--- DOCUMENT SECTION Enclosed Below ---
Patients in services allocated to the control group received the SCC service in accord with the existing local policies and practices. After randomization, the control group SCCs were asked to complete time logs for all patients documenting the number and duration of contacts, and the time spent coordinating actions, note writing, and discussing the patient in multidisciplinary team meetings if these took place.
The SCC services allocated to the intervention group provided care according to the LoTS care system of care. This comprises a framework of 16 structured assessment questions (linked to evidence-based treatment algorithms and reference guides) that directly relate to longer-term stroke problems previously identified by patients with stroke and their carers13,14 and related prompts provided in a care plan. The care plan also includes a goal and action planner to be completed after each contact (patients and carers). This system of care was supported by a training program and detailed manual, underpinned by a problem-solving approach (Table 1; details are provided in the online-only Data Supplement). The number of contacts was not specified but determined by the SCCs’ usual practice and patient need. The key principles being that all assessment questions were asked and that goals and action plans were identified and reviewed with service responses being provided as appropriate within the context of the services available and the patient’s own environment.15
Recruitment was opened 4 to 6 months after the initial training meeting, providing sufficient time for the implementation of the system of care into standard practice. Compliance with the intervention was predefined by the trial team as including at least 12 (75%) of the 16 assessment areas recorded as discussed on the care plan during the first patient contact.
--- End of Enclosed DOCUMENT SECTION ---
--- SUPPLIED INFORMATION Enclosed Below ---
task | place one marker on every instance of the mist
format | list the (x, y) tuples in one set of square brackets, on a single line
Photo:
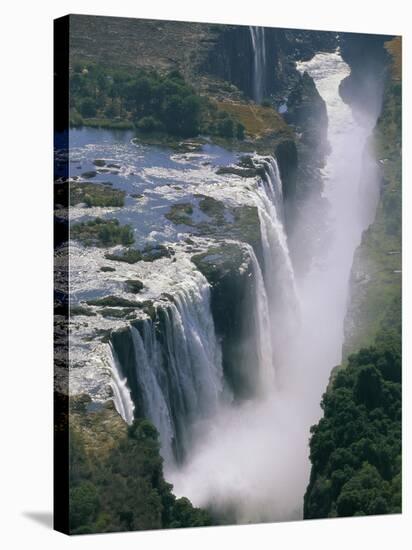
[(249, 462)]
--- End of Enclosed SUPPLIED INFORMATION ---
• **WORK REQUEST 1**: Reproduce the passage of the stroke care trial description starting with "Patients in services" and going on through "these took place.".
• **WORK REQUEST 2**: Continue the stroke care trial description from the point where it stops.

• **ANSWER AREA 1**:
Patients in services allocated to the control group received the SCC service in accord with the existing local policies and practices. After randomization, the control group SCCs were asked to complete time logs for all patients documenting the number and duration of contacts, and the time spent coordinating actions, note writing, and discussing the patient in multidisciplinary team meetings if these took place.

• **ANSWER AREA 2**:
The trial used existing SCC referral pathways as determined during site set-up. The majority of patients were referred to an SCC service through a predischarge inpatient referral. Recruitment of trial participants was by independent research staff blinded as to whether they were recruiting within a control or an intervention service, and the SCCs were unaware which of their patients had consented to participate. This trial design reduced the potential for selection bias from differential recruitment16 inherent if the SCCs were responsible for patient identification and minimized likelihood of altering of SCCs’ clinical activity for trial participants.
The research staff collected anonymous screening data (demographic data and modified Rankin Scale score17) for all patients referred to a participating SCC. For recruited patients, researchers collected baseline demographic data, including assessment of cognition (6-Item Cognitive Impairment Test),18 language ability, prestroke disability (Barthel index19), and the 6 items that allow calculation of the Edinburgh stroke case mix adjuster.20
Consistent with a patient-centered model of stroke recovery in which adjustment to activity restrictions and participation are regarded as the critical issues, the primary outcome was an assessment of psychological well-being measured by patient reported General Health Questionnaire-12 (GHQ-12)21 at 6 months after recruitment, with a secondary outcome at 12 months (for the GHQ-12 higher scores equate to poorer outcomes). This outcome measure is short and easy to complete, consistent with the high prevalence of psychological symptoms after stroke,13 and that psychological problems become more prevalent with time.22 Other patient reported secondary outcome measures were Frenchay Activities Index (extended activities of daily living),23 Barthel Index (activities of daily living),19 and European Quality of Life-5 Dimensions (health state).24,25 Patients also completed the Longer-term Unmet Needs after Stroke questionnaire (unmet stroke related needs).26 Carer-reported outcomes included GHQ-12 and Carer Burden Scale (assessment of carer burden).27 A Client Service Receipt Inventory (CSRI28,29; use of services prestroke and postdischarge) was completed to inform the economic evaluation. The research staff recorded deaths, emergency outpatient treatment, and hospital admissions at 6 and 12 months post recruitment.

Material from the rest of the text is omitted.